Hint: MAKE SURE THE CABLES ARE EXACTLY THE SAME LENGTH! It can hurt overall performance.... i.e. if one wire is 6inches longer than the other, it will send the computer a different measurement of resistance.

Mr.Kouki - I agree with you in a way. I can tell you that AEM does have a very good intake if they made it for the sentra... it's the V2. It utilizes thermal dynamic technology and engineering in making an intake that keeps an insulator of air to keep internal air temperatures down by a great amount. For example, their regular intake starts receiving heat from the engine bay after a while because the aluminum starts heating up (conductor). On their V2 intake, it basically adds a constant flow of air on the outside of the inner pipe to keep the air temps from increasing while the inner pipe performs like a normal intake. Another thing that helps their intake is the basic idea of using the vacuum from the intake to cool the intake pipe. Like I said before, the air is constantly circulating on the outside of the inner pipe (think of Air conditioning to the outside of a pipe) without affecting the intake performance (no negative effects because it is under vacuum) thus creating a very efficient intake that offers a double horsepower increase from an intake by reducing the temperatures. Some people say that if you reduce the intake charge (temperature) by 10 degrees, you get a 1% horsepower increase. On some of the intakes that the V2 was advertised for, they got an extra 10hp @ wheels (a total of 20hp @ wheels from a specially designed intake)!! I wouldn't be surprised if the intake temps were 100 degrees than a normal intake or cold air intake.

Another thing when making intakes that I found very interesting is the weight of the pipes. I wish there was a way to locate a manufacturer that made universal intake pipes that were made out of the same lightweight aluminum that companies like AEM and Injen make. Compared to the exhaust bends that I had to use, the aluminum vs aluminized steel piping for the same cold air intake design can have a 5-10lb difference in weight! The other factor is the use of mandrel bends. Like NPM told us on their exhaust articles, mandrel bends allow up to 30% more flow than normal crush bends. The same idea has to be used in designing an intake like Mr.Kouki said. Velocity is a very important thing in designing an intake. Another thing is what you design the intake for. If you were to make an intake for mid-high rpm power, you'd want a longer, gradual mandrel bent piping, TB matched piping, engineered for the desired RPM and CFM. For low-end power you'll want a very short pipe tuned to the desired rpm, large diameter pipe for larger amounts of instant air that's already filtered (helps when you just Punch the gas from a stop... V8's for example), and a cool intake charge... hard to accomplish while accomplishing a shorter pipe... sometimes good to have a hood scoop to help w/ temps. There are side effects of this design though, if you have an intake that is designed for a low end grunt, when you start getting in higher rpms you may have lost the velocity.

Below is a rough example of different CAI intake designs between different types of cars.. Honda vs. Nissan:
D16 SOHC VTEC vs. GA16DE
8000 redline vs. 6500 redline
Max HP @ very high RPMS vs. Max HP 500rpms away from redline
Max TQ @ very high RPMS vs. Max TQ in the middle-high rpm range (3500-4500rpms)
---A pop charger on a GA16DE will give a more wide-band range because it should increase torque at lower rpms better than a CAI but yet has a velocity stack to make up for the mid-high range. ** Several custom intakes utilize the HS CAI w/ POP charger in the fender well because of the useable power gains throughout all the powerband. (This is why I designed my intake like I did w/ pop charger.)

> _DATA LISTING_:
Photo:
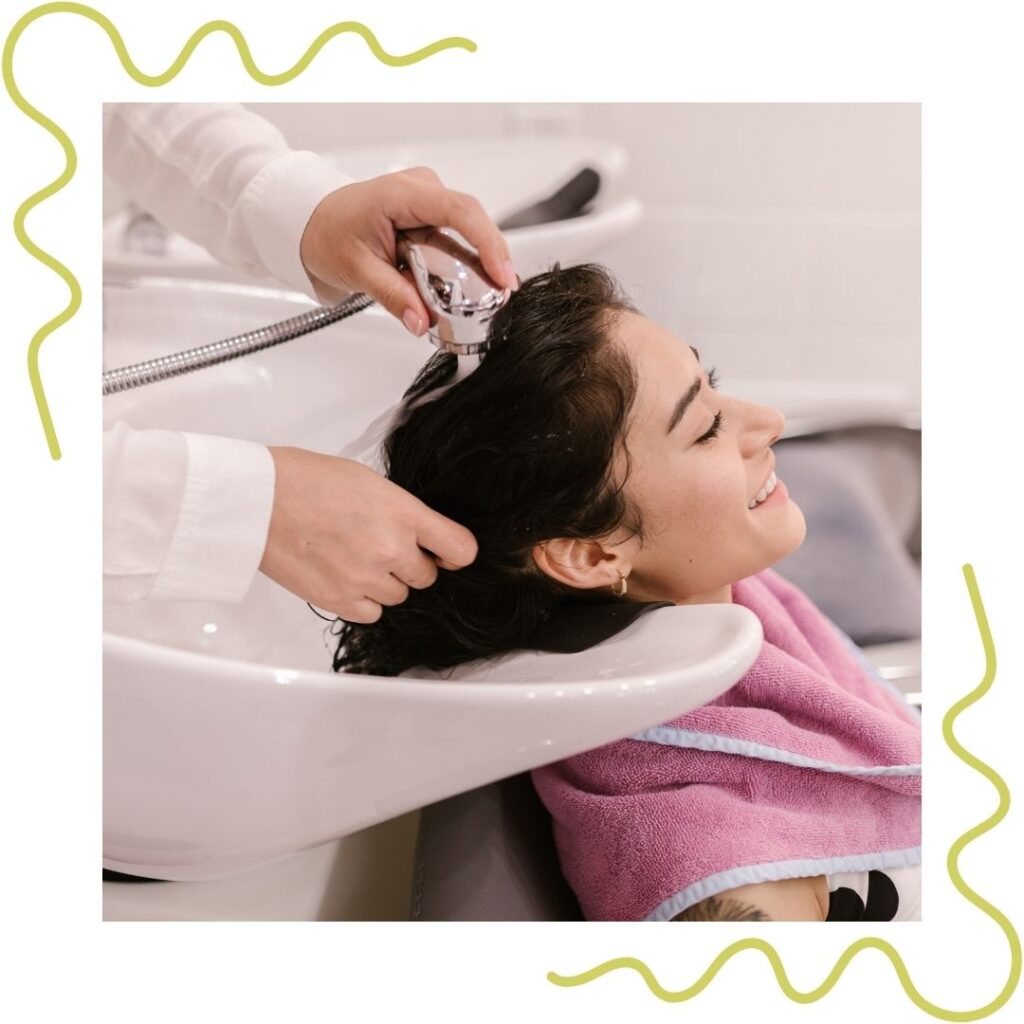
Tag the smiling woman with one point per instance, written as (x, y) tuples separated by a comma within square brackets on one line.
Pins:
[(603, 474)]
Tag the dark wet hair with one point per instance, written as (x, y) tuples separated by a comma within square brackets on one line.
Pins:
[(520, 451)]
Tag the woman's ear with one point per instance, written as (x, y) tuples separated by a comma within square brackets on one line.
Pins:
[(582, 564)]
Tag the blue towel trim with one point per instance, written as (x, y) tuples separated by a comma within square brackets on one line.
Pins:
[(671, 736), (775, 871)]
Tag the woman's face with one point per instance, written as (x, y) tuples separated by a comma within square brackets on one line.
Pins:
[(697, 461)]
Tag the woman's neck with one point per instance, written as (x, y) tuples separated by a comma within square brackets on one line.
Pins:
[(723, 595)]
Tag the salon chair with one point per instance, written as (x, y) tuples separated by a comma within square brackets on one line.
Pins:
[(488, 854)]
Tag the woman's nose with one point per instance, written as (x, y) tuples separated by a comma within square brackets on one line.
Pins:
[(763, 426)]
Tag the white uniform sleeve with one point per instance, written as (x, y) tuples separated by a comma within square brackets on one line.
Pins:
[(222, 176), (185, 516)]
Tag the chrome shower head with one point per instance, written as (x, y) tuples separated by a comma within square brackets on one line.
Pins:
[(458, 293)]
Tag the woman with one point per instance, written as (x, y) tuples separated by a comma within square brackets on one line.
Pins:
[(598, 465)]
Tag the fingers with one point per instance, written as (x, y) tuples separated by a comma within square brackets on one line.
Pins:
[(436, 205), (363, 610), (454, 545), (396, 294), (388, 591), (419, 573)]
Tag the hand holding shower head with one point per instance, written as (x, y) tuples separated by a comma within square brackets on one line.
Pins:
[(458, 293)]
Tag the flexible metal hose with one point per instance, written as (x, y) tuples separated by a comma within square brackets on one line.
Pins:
[(125, 378)]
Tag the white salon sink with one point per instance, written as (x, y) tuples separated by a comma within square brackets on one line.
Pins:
[(505, 174), (227, 741)]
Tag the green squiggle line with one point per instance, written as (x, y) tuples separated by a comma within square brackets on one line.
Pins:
[(872, 943), (71, 159)]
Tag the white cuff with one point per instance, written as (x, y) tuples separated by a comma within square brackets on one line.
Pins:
[(222, 527), (276, 206)]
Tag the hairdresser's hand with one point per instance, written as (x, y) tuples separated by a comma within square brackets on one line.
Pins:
[(348, 541), (349, 243)]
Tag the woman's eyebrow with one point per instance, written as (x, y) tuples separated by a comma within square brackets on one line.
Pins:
[(680, 411)]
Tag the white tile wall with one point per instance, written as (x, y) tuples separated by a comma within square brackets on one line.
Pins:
[(781, 238)]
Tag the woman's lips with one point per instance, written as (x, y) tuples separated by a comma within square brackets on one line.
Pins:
[(777, 497)]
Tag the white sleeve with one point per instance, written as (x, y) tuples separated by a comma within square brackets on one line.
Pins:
[(222, 176), (185, 516)]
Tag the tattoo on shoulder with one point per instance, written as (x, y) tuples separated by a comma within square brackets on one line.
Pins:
[(718, 908)]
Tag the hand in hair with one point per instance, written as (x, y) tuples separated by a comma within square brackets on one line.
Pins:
[(348, 541)]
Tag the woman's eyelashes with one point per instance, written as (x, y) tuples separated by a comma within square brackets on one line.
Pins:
[(712, 431), (713, 382)]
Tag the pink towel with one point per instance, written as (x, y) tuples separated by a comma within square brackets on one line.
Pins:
[(807, 766)]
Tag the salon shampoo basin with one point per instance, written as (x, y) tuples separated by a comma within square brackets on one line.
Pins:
[(227, 741)]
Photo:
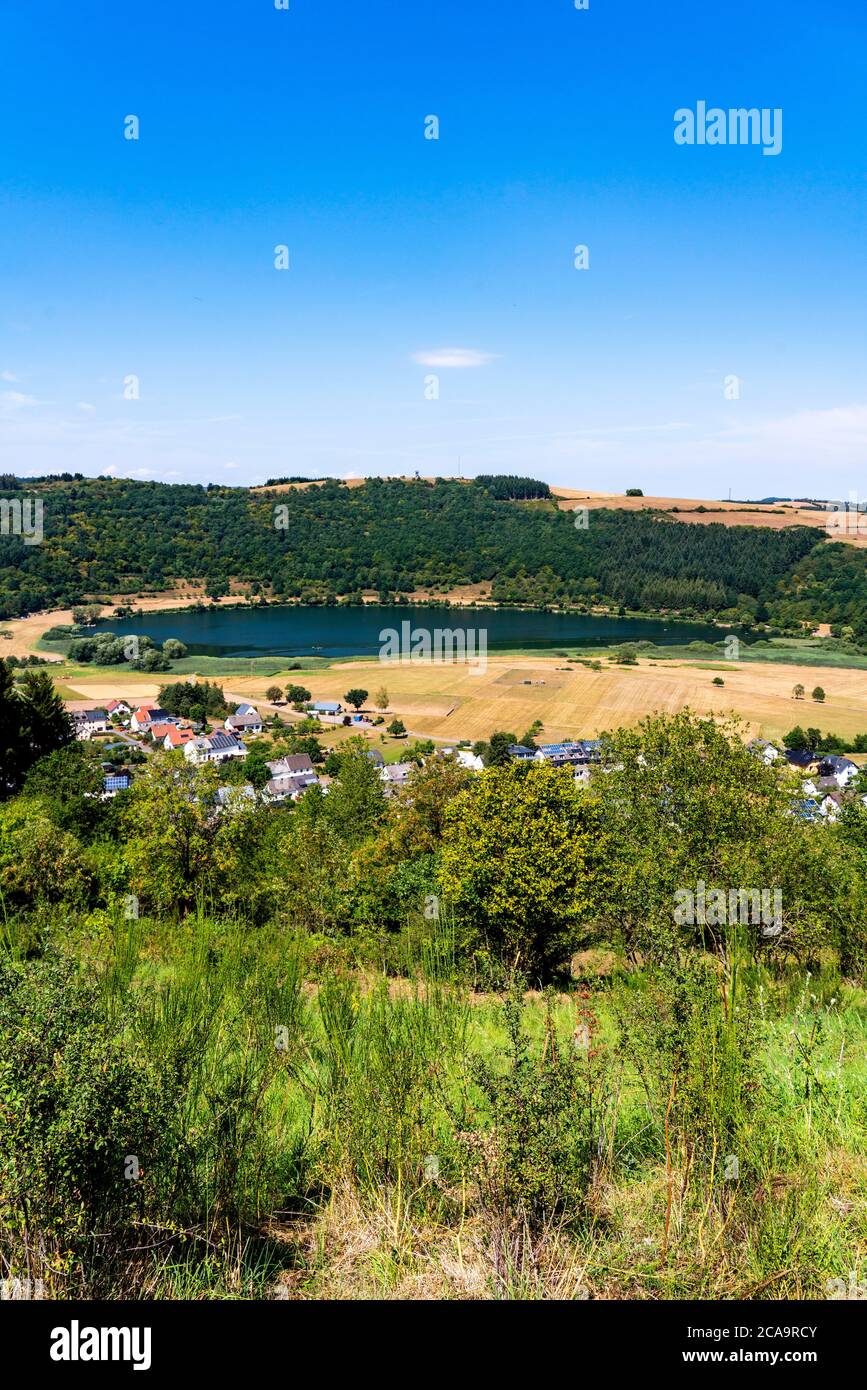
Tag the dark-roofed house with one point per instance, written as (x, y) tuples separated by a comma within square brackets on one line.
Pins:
[(562, 755), (395, 774), (841, 769), (214, 748), (292, 765), (801, 758), (243, 723), (520, 754), (89, 722), (288, 787), (114, 783), (327, 706)]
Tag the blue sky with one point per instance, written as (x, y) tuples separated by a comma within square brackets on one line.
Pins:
[(260, 127)]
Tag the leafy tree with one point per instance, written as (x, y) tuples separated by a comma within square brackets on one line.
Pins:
[(34, 723), (177, 847), (798, 740), (521, 865), (498, 749), (687, 802), (424, 801), (256, 770), (356, 804), (68, 784)]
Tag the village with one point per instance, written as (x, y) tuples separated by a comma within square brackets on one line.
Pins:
[(127, 733)]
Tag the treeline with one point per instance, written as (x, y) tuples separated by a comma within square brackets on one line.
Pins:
[(104, 537), (509, 487)]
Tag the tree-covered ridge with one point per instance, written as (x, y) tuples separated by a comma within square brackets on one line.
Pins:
[(509, 487), (120, 537)]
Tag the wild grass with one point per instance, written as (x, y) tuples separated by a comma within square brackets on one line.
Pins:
[(342, 1134)]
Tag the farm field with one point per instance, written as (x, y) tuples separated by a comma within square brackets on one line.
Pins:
[(449, 702)]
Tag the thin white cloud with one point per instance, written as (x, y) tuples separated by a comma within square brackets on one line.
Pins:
[(15, 399), (453, 357)]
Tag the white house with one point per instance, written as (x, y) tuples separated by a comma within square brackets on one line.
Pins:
[(214, 748), (327, 706), (243, 723), (763, 749), (89, 722), (395, 774), (289, 787), (147, 715)]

> _TO-DO LIST_:
a: Do these statements agree with the car intake thread? (i) Mandrel bends can give up to 30% more flow than crush bends. (ii) Aluminum and aluminized steel piping for the same intake can differ in weight by 5-10 lb. (iii) For low-end power, a long pipe is advised. For each, answer yes or no and quote the words that decide it.
b: Continue the car intake thread from its last sentence.
The rows are material of their own, apart from the car intake thread.

> _TASK-BY-TASK RESULTS_:
a:
(i) Yes: "mandrel bends allow up to 30% more flow than normal crush bends"
(ii) Yes: "the aluminum vs aluminized steel piping for the same cold air intake design can have a 5-10lb difference in weight"
(iii) No: "For low-end power you'll want a very short pipe tuned to the desired rpm"

b:
For the Honda, intake manufacturers like to use the 2" very.. very... very long intake pipe that sometimes equals to 5ft of piping! They use this to increase the flow near the peak rpm of the Honda whereas the nissan intakes have a median of power. After doing research on the HS design, they designed it for a very good mid-high range power gain which allows you to have more power throughout the useable powerband. Now which intake do you all think would be better for the street? Definately the HS type of design because it's used more. Every day we see and hear the bumble bee's hitting VTEC because they can't get the power when they need it. I can say that the VTEC does have benefits sometimes... good gas mileage until VTEC kicks in and then the engine starts working like it should all the time. I'm impressed with the VTEC head flow from the factory (Mainly Bseries vtec heads). I believe if Honda elimated the VTEC and just designed motors to flow well with the type of performance of VTEC without the switch over... they'd have decent street motors w/ torque. They should learn from the Nissan Engineers from the Nissan VVL w/ Turbo design.  High flow.. powerful motor... plus turbo!

I hope someone will learn a little bit from the information I just dished out. It took me several hours here on forums and doing research on the internet to learn what I have learned.

P.S. In the future I'd like to see more development of the GA16DE's variable timed intake cam. At different rpms the intake cam retards and advances itself at different rpms. JWT charges extra on the 1.6 ecu's to re-enable this feature from the factory if you were to get cams done. I believe that the VTC on the GA will produce something new in the N/A or even Forced induced world of the seldomly forgotten GA. It would be awesome if there was a way to utilize the flat power band (wide and useable powerband) for an all out street car. Finding a street car with enough torque at the bottom end and power all the way through the power band is hard to come by. The only two types of engines that offer this type of performance that I'm familiar with are the VVL's and the 3-Full stage VTEC motors (rare.. I think the only car it was debuted in was the NSX - 3 stage vtec... instead of no power at low rpms, they designed low, mid, and high cam lobe durations... no waiting till 4500rpm-6000rpm to wait for VTEC to kick in.. it's been already switched at 3,000 rpm and again at 5,500rpm).


----------



## Mr.Kouki (Aug 13, 2003)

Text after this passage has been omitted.